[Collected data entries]
- - - - -
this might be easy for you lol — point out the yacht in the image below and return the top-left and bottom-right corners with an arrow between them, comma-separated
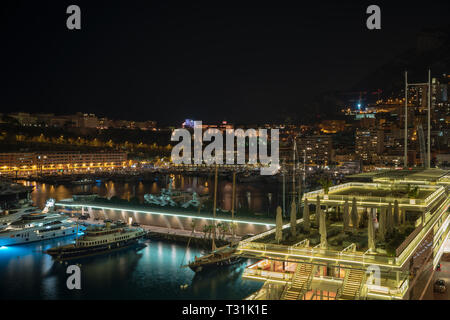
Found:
0,200 -> 81,246
0,206 -> 38,230
45,222 -> 147,260
0,180 -> 35,230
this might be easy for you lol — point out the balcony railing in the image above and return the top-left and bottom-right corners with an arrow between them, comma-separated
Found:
302,182 -> 444,208
238,241 -> 397,267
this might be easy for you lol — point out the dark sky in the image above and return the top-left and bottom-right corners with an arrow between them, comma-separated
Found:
1,0 -> 449,125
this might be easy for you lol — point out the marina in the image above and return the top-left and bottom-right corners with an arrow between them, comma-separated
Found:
0,177 -> 265,300
0,235 -> 261,300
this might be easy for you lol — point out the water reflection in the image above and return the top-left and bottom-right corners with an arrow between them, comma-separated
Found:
- - - - -
● **WHAT IS EXPECTED**
Answer with nothing but the count of lines in the entries that hold the word "image".

● **ANSWER SPACE**
5